TEXTE FOURNI
--------------------------------------------------
Que ce soit aux États-Unis, en Allemagne, aux Pays-Bas et même en France, la gestion de la main d’œuvre est devenue la principale préoccupation des chefs d’entreprise. Outre-Atlantique, les rémunérations sont en hausse de plus de 4 % sur un an, une augmentation jamais vue depuis 20 ans. Le 2 février dernier, Meta a enregistré une chute de sa capitalisation provoquée par la diminution de son nombre d’utilisateurs et par la baisse des bénéfices, due en partie à une augmentation des coûts liés aux employés. Face à l’évolution du marché du travail, les entreprises de toutes tailles et de tous secteurs tentent de réagir en expérimentant de nouvelles techniques tant pour le recrutement, la formation et la gestion du personnel. Certaines de ces stratégies seront temporaires, d’autres sont amenées à changer les relations professionnelles.
--------------------------------------------------
ITEMS FOURNIS
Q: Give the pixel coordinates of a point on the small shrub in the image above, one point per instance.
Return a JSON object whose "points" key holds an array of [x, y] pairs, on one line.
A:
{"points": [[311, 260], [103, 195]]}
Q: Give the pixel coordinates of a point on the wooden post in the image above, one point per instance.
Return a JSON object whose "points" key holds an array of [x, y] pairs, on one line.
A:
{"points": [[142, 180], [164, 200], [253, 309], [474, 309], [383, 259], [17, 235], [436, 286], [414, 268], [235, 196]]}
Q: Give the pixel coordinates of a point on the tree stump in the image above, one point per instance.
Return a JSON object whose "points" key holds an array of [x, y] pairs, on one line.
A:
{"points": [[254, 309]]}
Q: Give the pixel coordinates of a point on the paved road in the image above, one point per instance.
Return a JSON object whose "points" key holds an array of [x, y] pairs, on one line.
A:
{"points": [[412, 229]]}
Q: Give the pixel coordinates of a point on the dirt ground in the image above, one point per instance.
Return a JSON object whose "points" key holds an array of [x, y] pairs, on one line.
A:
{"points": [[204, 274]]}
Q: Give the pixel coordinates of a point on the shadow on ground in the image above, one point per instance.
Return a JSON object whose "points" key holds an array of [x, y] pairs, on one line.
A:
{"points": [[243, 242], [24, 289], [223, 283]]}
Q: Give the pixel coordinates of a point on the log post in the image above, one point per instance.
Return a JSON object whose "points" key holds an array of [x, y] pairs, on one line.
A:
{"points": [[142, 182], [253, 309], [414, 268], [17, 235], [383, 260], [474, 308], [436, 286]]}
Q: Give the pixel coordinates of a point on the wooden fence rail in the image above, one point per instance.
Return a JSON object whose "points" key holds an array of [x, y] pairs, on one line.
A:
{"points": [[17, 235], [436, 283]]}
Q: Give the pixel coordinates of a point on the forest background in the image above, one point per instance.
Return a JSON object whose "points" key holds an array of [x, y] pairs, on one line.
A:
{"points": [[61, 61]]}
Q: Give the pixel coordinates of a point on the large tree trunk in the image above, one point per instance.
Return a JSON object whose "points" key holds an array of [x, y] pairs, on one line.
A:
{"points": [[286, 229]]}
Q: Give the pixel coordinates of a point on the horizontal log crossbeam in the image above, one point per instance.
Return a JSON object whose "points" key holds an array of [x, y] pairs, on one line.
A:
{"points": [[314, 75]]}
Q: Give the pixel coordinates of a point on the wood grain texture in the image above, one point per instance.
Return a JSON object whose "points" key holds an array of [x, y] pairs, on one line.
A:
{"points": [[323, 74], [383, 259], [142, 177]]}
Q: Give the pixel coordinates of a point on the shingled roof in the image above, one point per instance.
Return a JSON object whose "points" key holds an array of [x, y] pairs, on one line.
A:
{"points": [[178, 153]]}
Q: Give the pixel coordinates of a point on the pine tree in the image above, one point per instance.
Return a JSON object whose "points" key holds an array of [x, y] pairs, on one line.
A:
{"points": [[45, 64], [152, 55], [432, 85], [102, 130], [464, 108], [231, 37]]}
--------------------------------------------------
EXERCICES
a) Relevez tous les pays cités dans le texte sur la gestion de la main-d'œuvre.
b) Poursuivez le texte sur la gestion de la main-d'œuvre à partir de sa dernière phrase.
Les items ne sont pas utiles ici.

RÉPONSES PAR EXERCICE
a) États-Unis, Allemagne, Pays-Bas, France

b)
Aux États-Unis, le marché de l’emploi est en état de lévitation. Au mois de décembre, 10,9 millions d’offres d’emploi ont été proposées, en hausse de plus de 60 % par rapport à décembre 2019. Seuls six travailleurs étaient disponibles pour dix emplois ouverts. En novembre, 4,5 millions de travailleurs ont quitté leur emploi, un nouveau record en la matière. Aux États-Unis, le déficit de main d’œuvre est important en particulier chez les hommes, fin janvier, près de 3 % n’auraient toujours pas repris le chemin du marché de l’emploi. Le taux de participation des hommes plafonne ainsi en dessous des niveaux d’avant la pandémie. La baisse sensible de l’immigration durant la présidence Donald Trump se poursuit depuis le début de la crise sanitaire. Par ailleurs, selon une étude de la Federal Reserve Bank of St Louis, cette crise aurait incité 2,4 millions d’actifs à anticiper leur retraite aux États-Unis.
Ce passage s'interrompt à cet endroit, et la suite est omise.